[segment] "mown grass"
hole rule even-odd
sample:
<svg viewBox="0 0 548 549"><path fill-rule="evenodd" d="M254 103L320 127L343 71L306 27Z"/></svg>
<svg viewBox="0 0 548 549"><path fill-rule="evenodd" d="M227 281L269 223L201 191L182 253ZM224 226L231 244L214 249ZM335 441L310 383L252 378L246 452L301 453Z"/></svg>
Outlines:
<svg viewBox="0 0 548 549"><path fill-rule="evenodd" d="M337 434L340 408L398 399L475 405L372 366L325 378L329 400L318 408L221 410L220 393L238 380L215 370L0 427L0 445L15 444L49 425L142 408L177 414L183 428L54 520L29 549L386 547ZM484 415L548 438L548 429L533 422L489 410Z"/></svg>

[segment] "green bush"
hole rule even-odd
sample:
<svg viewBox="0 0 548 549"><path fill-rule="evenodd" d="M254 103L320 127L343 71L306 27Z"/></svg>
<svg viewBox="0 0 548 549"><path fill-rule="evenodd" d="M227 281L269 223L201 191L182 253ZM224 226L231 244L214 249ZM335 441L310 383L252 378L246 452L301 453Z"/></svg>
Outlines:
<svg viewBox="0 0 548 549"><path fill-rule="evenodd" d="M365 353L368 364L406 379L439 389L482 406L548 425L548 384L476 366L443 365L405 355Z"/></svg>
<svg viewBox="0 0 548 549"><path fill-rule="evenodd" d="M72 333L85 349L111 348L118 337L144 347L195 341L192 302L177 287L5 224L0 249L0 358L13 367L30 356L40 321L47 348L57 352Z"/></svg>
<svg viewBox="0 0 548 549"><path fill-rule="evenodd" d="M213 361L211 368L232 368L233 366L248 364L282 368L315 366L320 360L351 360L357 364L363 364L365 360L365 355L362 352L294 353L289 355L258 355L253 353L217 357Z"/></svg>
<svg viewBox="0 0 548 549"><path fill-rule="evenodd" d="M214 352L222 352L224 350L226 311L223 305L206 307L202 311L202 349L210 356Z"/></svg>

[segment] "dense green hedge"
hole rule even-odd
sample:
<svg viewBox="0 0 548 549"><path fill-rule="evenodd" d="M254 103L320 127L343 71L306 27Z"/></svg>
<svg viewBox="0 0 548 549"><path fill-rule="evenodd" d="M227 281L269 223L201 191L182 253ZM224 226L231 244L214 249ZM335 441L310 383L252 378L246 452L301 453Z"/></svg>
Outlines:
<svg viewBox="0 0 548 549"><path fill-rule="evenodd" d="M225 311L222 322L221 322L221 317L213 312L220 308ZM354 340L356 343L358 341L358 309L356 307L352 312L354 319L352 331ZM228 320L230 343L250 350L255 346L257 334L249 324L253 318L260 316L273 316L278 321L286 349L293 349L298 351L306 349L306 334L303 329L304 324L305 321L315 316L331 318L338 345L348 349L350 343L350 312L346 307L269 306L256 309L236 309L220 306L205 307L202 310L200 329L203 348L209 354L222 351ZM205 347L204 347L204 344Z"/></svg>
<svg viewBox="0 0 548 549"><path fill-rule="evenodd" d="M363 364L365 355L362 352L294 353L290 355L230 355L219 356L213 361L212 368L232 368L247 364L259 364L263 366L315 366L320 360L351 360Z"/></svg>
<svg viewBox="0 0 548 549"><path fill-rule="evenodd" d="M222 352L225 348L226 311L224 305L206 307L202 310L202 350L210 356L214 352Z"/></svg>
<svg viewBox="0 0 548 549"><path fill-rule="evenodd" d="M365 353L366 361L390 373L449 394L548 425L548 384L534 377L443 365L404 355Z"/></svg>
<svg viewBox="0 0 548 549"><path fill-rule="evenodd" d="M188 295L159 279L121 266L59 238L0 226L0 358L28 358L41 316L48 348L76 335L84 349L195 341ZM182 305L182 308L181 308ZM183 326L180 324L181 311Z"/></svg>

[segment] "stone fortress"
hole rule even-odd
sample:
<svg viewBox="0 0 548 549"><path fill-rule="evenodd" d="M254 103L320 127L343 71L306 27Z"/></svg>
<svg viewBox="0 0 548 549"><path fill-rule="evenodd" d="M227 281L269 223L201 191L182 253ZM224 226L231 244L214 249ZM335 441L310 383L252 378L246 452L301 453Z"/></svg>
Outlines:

* **Work instructions**:
Rewrite the entire listing above as a numbered list with one line per item, leaving out the blank lines.

* **Exercise solution**:
1. [segment] "mown grass"
2. hole rule even-odd
3. sample:
4. <svg viewBox="0 0 548 549"><path fill-rule="evenodd" d="M254 103L320 127L343 71L306 27Z"/></svg>
5. <svg viewBox="0 0 548 549"><path fill-rule="evenodd" d="M227 281L269 223L201 191L182 253ZM224 226L231 244L214 249ZM335 441L310 383L252 378L246 452L301 453Z"/></svg>
6. Outlines:
7. <svg viewBox="0 0 548 549"><path fill-rule="evenodd" d="M337 434L340 408L398 399L475 405L372 366L325 378L329 400L318 408L221 410L220 393L238 380L215 370L0 427L0 445L15 444L49 425L142 408L177 414L183 428L54 520L29 549L386 547ZM484 415L548 438L548 429L533 422L489 410Z"/></svg>
8. [segment] "green bush"
9. hole rule even-odd
10. sample:
11. <svg viewBox="0 0 548 549"><path fill-rule="evenodd" d="M254 103L320 127L343 71L306 27Z"/></svg>
12. <svg viewBox="0 0 548 549"><path fill-rule="evenodd" d="M227 281L269 223L201 191L182 253ZM224 226L231 244L214 249ZM335 441L310 383L252 378L246 452L301 453Z"/></svg>
13. Outlines:
14. <svg viewBox="0 0 548 549"><path fill-rule="evenodd" d="M365 353L368 364L406 379L439 389L482 406L548 425L548 384L476 366L443 365L405 355Z"/></svg>
15. <svg viewBox="0 0 548 549"><path fill-rule="evenodd" d="M72 333L85 349L111 348L118 337L144 347L195 341L192 302L177 287L5 224L0 249L0 358L13 367L30 356L40 321L47 348L57 352Z"/></svg>
16. <svg viewBox="0 0 548 549"><path fill-rule="evenodd" d="M213 361L211 368L232 368L233 366L248 364L282 368L315 366L320 360L351 360L357 364L363 364L365 360L365 355L362 352L294 353L289 355L258 355L253 353L217 357Z"/></svg>
17. <svg viewBox="0 0 548 549"><path fill-rule="evenodd" d="M214 352L222 352L224 350L226 311L223 305L206 307L202 311L202 349L210 356Z"/></svg>
18. [segment] "dense green hedge"
19. hole rule even-odd
20. sample:
21. <svg viewBox="0 0 548 549"><path fill-rule="evenodd" d="M254 103L320 127L343 71L306 27Z"/></svg>
22. <svg viewBox="0 0 548 549"><path fill-rule="evenodd" d="M227 281L269 223L201 191L182 253ZM224 226L231 244L214 249ZM335 441L310 383L252 378L246 452L301 453Z"/></svg>
23. Outlines:
24. <svg viewBox="0 0 548 549"><path fill-rule="evenodd" d="M225 311L222 322L221 322L221 317L213 312L220 308ZM354 340L356 343L358 341L358 309L356 307L352 312L354 319L352 331ZM228 320L230 343L250 350L255 346L257 334L249 324L253 318L260 316L273 316L278 321L286 349L293 349L298 351L306 349L306 334L303 329L304 324L305 321L315 316L331 318L338 345L348 349L350 343L350 312L346 307L269 306L256 309L236 309L220 306L205 307L202 310L200 329L203 348L209 354L222 351ZM205 347L204 347L204 344Z"/></svg>
25. <svg viewBox="0 0 548 549"><path fill-rule="evenodd" d="M363 364L365 355L362 352L294 353L290 355L230 355L219 356L213 361L212 368L232 368L247 364L259 364L263 366L315 366L320 360L351 360Z"/></svg>
26. <svg viewBox="0 0 548 549"><path fill-rule="evenodd" d="M222 352L225 348L226 311L224 305L206 307L202 310L202 350L210 356L214 352Z"/></svg>
27. <svg viewBox="0 0 548 549"><path fill-rule="evenodd" d="M365 353L366 361L390 373L449 394L548 425L548 384L534 377L443 365L404 355Z"/></svg>
28. <svg viewBox="0 0 548 549"><path fill-rule="evenodd" d="M188 295L159 279L121 266L59 238L0 226L0 358L28 358L41 316L48 348L76 335L84 349L195 341ZM182 305L182 308L181 308ZM183 326L180 324L181 311Z"/></svg>
29. [segment] "stone fortress"
30. hole rule even-odd
31. sample:
32. <svg viewBox="0 0 548 549"><path fill-rule="evenodd" d="M254 103L320 127L343 71L306 27Z"/></svg>
33. <svg viewBox="0 0 548 549"><path fill-rule="evenodd" d="M227 281L269 223L201 191L182 253ZM224 226L231 244L214 249ZM335 441L310 383L252 378L246 452L301 453Z"/></svg>
34. Outlines:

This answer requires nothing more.